▸ **GIVEN TEXT**
Segment Open

The history of Aglandjia goes back as far as 3888 BC. Several tombs dating to the Bronze Age have been found on Arona Hill (Mount Lion or Liontarovounos). The hill is strategically located for the defense of the area, so the settlement there was most likely a military deployment during the first phase of its history.

Around the hill there was an ancient settlement, from which the city of Ledra may have originated. Archaeological works of art and inscriptions in the Cypriot syllabary have been found in Kafizin or Small Aronas, a historic site with a cave dedicated to the worship of a Nymph. These objects indicate the site was in use as a place of worship during the Hellenistic period, specifically between 225 and 218 BC, during the reigns of Ptolemy the Benefactor and Ptolemy Philopatoras.

Segment Closed

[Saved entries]

Segment Open

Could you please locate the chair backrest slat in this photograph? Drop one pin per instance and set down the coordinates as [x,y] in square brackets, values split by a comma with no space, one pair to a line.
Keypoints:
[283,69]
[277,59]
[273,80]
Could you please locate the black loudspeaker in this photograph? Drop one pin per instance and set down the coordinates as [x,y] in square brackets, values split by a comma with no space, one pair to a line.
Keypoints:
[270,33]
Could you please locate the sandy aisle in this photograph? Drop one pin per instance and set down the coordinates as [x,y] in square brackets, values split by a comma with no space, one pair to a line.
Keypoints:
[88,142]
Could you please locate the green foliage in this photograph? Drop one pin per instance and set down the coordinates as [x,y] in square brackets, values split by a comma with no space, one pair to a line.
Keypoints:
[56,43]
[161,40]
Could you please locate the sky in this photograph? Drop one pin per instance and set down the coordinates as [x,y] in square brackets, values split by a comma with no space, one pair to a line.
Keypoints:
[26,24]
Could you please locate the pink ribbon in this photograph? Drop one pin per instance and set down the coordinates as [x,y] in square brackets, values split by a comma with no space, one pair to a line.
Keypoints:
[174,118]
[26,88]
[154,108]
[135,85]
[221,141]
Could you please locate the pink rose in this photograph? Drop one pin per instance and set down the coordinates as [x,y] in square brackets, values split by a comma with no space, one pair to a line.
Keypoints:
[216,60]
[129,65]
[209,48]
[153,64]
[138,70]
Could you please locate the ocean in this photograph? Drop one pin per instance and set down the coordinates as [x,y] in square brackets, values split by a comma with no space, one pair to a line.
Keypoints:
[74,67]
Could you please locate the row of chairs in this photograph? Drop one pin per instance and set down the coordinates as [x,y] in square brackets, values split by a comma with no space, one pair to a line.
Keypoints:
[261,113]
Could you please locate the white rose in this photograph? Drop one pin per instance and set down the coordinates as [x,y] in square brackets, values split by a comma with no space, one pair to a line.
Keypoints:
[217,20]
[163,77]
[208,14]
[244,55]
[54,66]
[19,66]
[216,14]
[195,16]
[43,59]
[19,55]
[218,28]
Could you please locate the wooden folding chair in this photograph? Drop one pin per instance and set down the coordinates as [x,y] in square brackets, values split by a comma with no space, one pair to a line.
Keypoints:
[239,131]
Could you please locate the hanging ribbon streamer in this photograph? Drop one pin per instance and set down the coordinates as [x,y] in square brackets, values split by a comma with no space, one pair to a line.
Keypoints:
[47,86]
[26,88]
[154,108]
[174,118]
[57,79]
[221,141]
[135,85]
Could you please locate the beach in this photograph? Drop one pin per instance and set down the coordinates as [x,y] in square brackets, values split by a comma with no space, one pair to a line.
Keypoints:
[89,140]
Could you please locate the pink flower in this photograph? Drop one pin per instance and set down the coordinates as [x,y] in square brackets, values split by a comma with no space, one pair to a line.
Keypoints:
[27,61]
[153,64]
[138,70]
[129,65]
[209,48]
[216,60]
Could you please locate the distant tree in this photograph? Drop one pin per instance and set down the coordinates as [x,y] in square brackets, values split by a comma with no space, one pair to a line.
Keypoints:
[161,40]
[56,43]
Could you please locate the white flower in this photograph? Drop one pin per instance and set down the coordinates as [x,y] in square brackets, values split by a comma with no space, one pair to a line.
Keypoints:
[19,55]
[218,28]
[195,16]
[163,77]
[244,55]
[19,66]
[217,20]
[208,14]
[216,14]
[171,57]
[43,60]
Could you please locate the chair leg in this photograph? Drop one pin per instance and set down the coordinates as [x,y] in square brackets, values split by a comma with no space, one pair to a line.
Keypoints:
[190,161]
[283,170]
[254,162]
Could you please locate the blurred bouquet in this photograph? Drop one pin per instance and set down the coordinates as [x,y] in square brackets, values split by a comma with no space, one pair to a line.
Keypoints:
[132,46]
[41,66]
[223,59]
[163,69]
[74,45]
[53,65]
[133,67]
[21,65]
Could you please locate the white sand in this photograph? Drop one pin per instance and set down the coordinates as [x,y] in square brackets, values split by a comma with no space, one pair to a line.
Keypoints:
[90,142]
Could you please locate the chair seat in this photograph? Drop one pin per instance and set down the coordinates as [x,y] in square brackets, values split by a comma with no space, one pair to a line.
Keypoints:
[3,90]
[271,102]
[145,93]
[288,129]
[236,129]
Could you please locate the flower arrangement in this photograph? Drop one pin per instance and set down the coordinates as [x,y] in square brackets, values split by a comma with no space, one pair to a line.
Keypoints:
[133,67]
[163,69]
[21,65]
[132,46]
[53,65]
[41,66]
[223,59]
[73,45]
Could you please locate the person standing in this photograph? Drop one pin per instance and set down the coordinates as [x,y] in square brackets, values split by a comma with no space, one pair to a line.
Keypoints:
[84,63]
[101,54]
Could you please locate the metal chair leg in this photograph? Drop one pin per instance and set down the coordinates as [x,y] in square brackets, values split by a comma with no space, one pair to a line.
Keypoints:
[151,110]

Segment Closed

▸ **CHECK YOUR UNDERSTANDING**
1) Write out the part of the passage on Aglandjia's history starting at "The history of" and ending at "and Ptolemy Philopatoras.".
2) Extend the passage on Aglandjia's history, picking up after its final sentence.

▸ **RESPONSES IN ORDER**
1)
The history of Aglandjia goes back as far as 3888 BC. Several tombs dating to the Bronze Age have been found on Arona Hill (Mount Lion or Liontarovounos). The hill is strategically located for the defense of the area, so the settlement there was most likely a military deployment during the first phase of its history.

Around the hill there was an ancient settlement, from which the city of Ledra may have originated. Archaeological works of art and inscriptions in the Cypriot syllabary have been found in Kafizin or Small Aronas, a historic site with a cave dedicated to the worship of a Nymph. These objects indicate the site was in use as a place of worship during the Hellenistic period, specifically between 225 and 218 BC, during the reigns of Ptolemy the Benefactor and Ptolemy Philopatoras.

2)
A variety of locally manufactured pottery was also found at the site, including various bowls, two-handled vessels, cup-bearers, feeding bottles, mud-lighters, jars, cooking utensils, frying pans, wash basins, jugs, combined pots, urns, amphorae, rhytons, large jars and jar lids, and objects testifying to the practice of weaving.

In the Middle Ages, the Lefkomiatis settlement was in the area of Aglandjia. The area seems to have been inhabited towards the end of Frankish rule, during the reign of Jacques II (1468–1473). The medieval La Cava castle, built on Arona hill around 1385 by King Jacques I, was used as an observatory for the control of the road leading from Larnaca to Nicosia.The castle took its name from the large rock cistern which still survives today.
The castle was blasted by the Venetians during the third decade of the 16th century, while the Ottomans used the bigger of its two towers as a powder magazine. Up until 1870 a considerable amount of the castle was still standing, including the vaulted hall, the curtain walls, and two towers. However, the majority of the castle was pulled down in that year to build the Church of Phaneromeni. In 1888 the area was excavated by M. R. James. The castle was proclaimed an ancient moment in 1915. Today a portion of the Great Tower and Second Tower exists together with the cistern.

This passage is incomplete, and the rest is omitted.